What is expected → Pictures within the data are to be left out; everything else must be reproduced exactly.

··········

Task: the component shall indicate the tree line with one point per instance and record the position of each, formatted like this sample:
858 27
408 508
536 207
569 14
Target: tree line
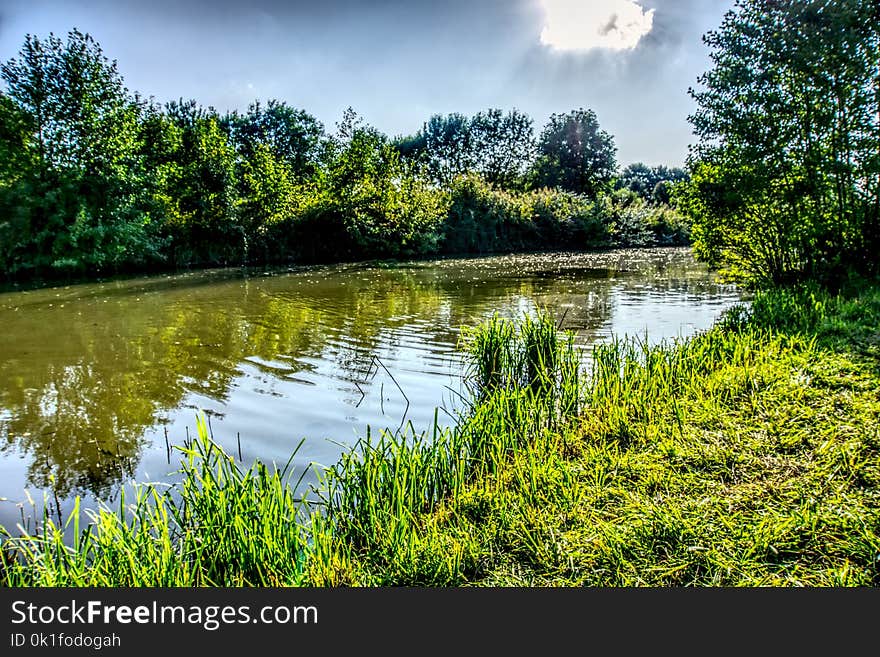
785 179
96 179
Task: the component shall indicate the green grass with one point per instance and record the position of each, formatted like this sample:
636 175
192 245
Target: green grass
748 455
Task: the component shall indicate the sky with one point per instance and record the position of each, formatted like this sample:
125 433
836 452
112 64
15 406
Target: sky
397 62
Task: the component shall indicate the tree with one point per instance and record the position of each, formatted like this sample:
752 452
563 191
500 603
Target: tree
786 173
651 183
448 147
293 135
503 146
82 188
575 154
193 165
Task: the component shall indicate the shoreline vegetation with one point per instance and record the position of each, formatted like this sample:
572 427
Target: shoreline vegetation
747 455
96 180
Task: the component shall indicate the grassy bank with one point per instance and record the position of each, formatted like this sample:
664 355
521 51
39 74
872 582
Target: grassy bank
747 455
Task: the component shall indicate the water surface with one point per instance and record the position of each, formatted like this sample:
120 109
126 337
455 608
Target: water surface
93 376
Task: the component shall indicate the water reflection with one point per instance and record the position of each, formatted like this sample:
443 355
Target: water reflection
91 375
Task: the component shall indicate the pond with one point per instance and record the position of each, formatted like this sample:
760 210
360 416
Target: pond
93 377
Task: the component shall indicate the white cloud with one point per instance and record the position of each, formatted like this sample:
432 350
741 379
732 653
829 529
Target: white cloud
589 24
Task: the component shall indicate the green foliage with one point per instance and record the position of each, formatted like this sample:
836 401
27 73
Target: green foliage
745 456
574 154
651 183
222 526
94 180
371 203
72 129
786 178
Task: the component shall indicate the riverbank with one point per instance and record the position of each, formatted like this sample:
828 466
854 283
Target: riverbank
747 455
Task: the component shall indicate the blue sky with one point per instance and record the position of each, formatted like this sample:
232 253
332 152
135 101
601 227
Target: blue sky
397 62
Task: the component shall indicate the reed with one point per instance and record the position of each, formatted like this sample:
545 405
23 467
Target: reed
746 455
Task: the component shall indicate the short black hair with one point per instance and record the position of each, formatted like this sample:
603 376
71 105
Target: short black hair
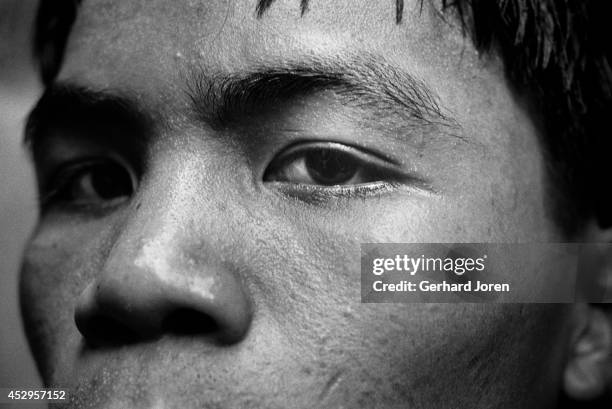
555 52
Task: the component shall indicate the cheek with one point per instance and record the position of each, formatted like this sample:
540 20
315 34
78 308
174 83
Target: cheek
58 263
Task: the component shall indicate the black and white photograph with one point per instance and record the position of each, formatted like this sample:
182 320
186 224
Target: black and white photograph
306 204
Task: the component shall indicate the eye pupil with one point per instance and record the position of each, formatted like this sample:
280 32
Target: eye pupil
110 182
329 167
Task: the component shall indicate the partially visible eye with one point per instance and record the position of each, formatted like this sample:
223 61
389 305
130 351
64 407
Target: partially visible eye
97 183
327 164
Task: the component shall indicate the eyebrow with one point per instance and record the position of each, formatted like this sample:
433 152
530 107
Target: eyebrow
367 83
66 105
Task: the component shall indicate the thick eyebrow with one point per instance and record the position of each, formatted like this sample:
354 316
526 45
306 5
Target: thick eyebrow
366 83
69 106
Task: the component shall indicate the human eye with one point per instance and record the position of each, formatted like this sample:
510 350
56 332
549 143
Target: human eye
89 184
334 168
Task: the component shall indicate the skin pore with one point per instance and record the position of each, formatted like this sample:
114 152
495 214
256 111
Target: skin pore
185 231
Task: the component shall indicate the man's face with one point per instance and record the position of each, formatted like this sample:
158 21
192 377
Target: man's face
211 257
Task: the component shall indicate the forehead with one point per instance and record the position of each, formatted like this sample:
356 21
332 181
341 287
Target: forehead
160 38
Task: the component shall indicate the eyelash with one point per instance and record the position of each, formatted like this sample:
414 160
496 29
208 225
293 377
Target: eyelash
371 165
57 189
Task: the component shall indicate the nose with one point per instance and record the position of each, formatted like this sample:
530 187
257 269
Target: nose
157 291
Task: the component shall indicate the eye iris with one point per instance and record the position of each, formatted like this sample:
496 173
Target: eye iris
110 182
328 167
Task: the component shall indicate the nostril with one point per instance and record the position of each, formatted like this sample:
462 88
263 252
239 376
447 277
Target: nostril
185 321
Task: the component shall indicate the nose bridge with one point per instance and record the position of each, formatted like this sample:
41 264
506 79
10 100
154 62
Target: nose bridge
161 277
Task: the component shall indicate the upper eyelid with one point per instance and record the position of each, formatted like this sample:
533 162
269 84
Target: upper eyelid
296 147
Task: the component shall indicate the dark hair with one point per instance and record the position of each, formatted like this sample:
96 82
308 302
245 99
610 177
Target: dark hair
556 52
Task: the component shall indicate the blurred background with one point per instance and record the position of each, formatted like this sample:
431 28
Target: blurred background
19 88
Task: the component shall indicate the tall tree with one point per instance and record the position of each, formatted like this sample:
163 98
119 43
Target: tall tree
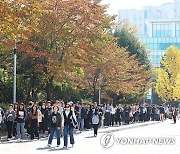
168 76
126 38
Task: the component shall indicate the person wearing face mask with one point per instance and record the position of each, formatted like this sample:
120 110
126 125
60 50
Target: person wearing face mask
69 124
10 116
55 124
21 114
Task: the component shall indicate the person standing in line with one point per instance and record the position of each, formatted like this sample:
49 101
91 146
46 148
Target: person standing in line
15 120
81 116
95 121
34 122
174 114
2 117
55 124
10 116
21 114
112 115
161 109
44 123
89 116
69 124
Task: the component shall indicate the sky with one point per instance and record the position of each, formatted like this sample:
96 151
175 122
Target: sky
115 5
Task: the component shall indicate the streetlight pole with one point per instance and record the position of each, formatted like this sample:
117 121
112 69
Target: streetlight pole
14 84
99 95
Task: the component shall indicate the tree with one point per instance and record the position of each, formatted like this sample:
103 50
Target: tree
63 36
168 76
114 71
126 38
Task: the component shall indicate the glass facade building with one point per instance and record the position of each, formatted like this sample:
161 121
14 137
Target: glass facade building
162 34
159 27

··········

Expected answer →
Task: the component shall indicate the tree line with one point per instance and record the position of each, formatted like this sample:
858 27
408 508
536 207
569 14
Target: tree line
785 179
96 179
Task: the component shall indicate the green grass with one point per instance and record the position of each, formatted like this sample:
636 175
192 245
Target: green grass
748 455
Task: the component shall indicate the sky with one point per instance and record the position of each, formatted like this sample:
125 433
836 452
112 64
15 406
Target: sky
397 62
Task: the component shall indicate the tree with one point per instance and record the position of each, formatted like this sample:
752 452
563 191
500 603
Target: tree
786 173
651 183
448 147
293 135
503 146
82 188
575 154
193 165
Task: the component shall indicate the shoreline vegetation with one point per instance and record the position of each, formatted like this sample:
572 427
Target: shoreline vegetation
747 455
96 180
Task: the component shall indicate the grassy bank with one point per instance and record the position of each, formatted like this sample:
664 355
521 51
39 74
872 582
Target: grassy bank
747 455
Task: the component shall indicate the water surface with one point per instance and record the position of each, formatted like this sample:
120 109
126 337
455 608
Target: water surface
93 376
Task: the component shall indicate the water reflection with one point per instance and record the position of each, formatted like this sample:
443 355
Target: water reflection
91 375
Task: the component shall indicate the pond with one point per instance and record the position of each, formatted like this sample:
760 210
360 416
Target: pond
93 377
Task: the component shall indicate the white cloud with one point per instance and record the position of each, formatted like this sample:
432 350
741 379
732 653
829 529
Target: white cloud
589 24
Task: the component shall indicate the green foliage with one point per instance and record the position of each, formatted like this sample:
836 401
27 73
Target: green foliage
745 456
574 154
651 183
222 526
94 180
371 203
72 129
786 178
Task: the component shall indicate the riverbank with one point per instance and record the position of each, formatted like this sample:
828 466
854 283
Target: riverbank
747 455
Task: the component shall indicate the blue sky with one point per instance and record the position of each, formatted like this sample:
232 253
332 152
135 101
601 227
Target: blue sky
397 62
Task: the component shall indicate the reed with one point per instance and record the position of each, formatted like this sample:
545 405
23 467
Target: reed
746 455
Task: the component shall indicate the short black hair with one point per instance and record the position of each, formatted like this sample:
603 376
71 105
Target: short black hair
555 52
Task: the component shall indicate the cheek with one point per instance and record the position of each, formatted like this sample:
540 20
315 34
78 308
174 83
Target: cheek
58 263
Task: the component shall indicate the black and white photograph with one point per instance and record the position of each, formatted like this sample:
182 320
186 224
Target: black and white photograph
306 204
Task: the component shall indicate the eye pupil with one point per instance and record the position of each, formatted like this sample:
280 32
Target: eye pupil
110 182
329 167
Task: the component shall indicate the partially visible eye with one point per instance and record the position of each, formatted like this sample:
223 61
389 305
130 351
64 407
Target: partially visible eye
97 183
327 164
Task: the component shall indicate the eyebrow with one point per instance and record the position of each, formatted like this sample:
433 152
530 107
Target: eyebrow
367 83
66 105
Task: the component shall indicate the thick eyebrow with one point per instance and record the position of each, formatted like this sample:
354 316
526 45
306 5
Target: thick eyebrow
366 83
69 106
Task: the component shall indicate the human eye with one point per instance and record the position of each, formatted like this sample:
510 350
56 332
549 143
Target: human eye
89 184
334 168
Task: the component shall indicate the skin pore with one point per instance and record the position of each, formatted like this sample:
114 152
495 214
256 111
Target: skin pore
185 231
Task: the component shall indicate the man's face with one point per instance and record the position of each, formatted like this sample:
158 21
192 377
Target: man's face
211 257
Task: the component shall indicate the forehead with one point per instance and record the position of each, formatted like this sample:
356 21
332 181
341 287
Target: forehead
160 38
Task: the component shall indicate the eyelash with one point per instance and record the position of each, formatted like this sample:
414 160
496 29
208 225
293 377
Target: eyelash
371 165
57 189
Task: the component shall indicate the nose with one point per instance and record the position of each, formatted like this sample:
530 187
257 269
Target: nose
157 291
Task: the component shall indicate the eye iris with one point per instance and record the position of each, formatted like this sample:
496 173
Target: eye iris
110 182
328 167
Task: the component shall indicate the nostril with one point per instance and record the position of each, formatted like this sample:
462 88
263 252
239 376
447 277
Target: nostril
185 321
Task: the component shall indicate the nose bridge with one point per instance and record the position of each, formatted like this sample:
41 264
506 79
10 100
154 62
Target: nose bridge
161 277
Task: the component shall indicate the upper eyelid with one point per instance and record the position of each, formatted like this sample:
533 162
269 84
Target: upper eyelid
296 147
Task: the component shall indicate the dark hair with one point per instance and record the position of each, formatted like this sample:
96 82
308 302
245 99
610 177
Target: dark hair
556 52
Task: the component shall indicate the blurred background with one point per instance and record the position of each, formatted like this sample:
431 28
Target: blurred background
19 88
Task: the component shall indicate the tall tree with one point per instance and record the position of each, formatted like this sample:
163 98
119 43
Target: tall tree
168 76
126 38
Task: the component shall indicate the person wearing face mask with one point per instance and record the position of each, formatted like this sample:
120 110
126 125
60 50
Target: person wearing face mask
69 124
10 116
55 124
21 114
Task: the component shall indicate the person standing in line with one point per instance and record the position of each, formatted like this sample:
49 101
91 146
46 148
Target: person standing in line
15 120
81 116
95 121
34 122
174 114
2 117
55 124
10 116
21 114
112 115
161 109
44 123
89 116
69 124
Task: the component shall indicate the sky with one point per instance and record the position of each, formatted like this sample:
96 151
175 122
Target: sky
115 5
Task: the component shall indicate the streetlight pole with one point per instance and record the position of each, formatted like this sample:
117 121
112 69
Target: streetlight pole
14 84
99 95
Task: the component shall indicate the tree with one point per instance and record the position of each, formatted like this sample:
103 50
Target: tree
63 36
168 76
114 71
126 38
Task: the component shall indicate the glass facade building with one point per instance and record the position of each, formatted like this sample:
161 121
14 137
Target: glass facade building
162 34
159 27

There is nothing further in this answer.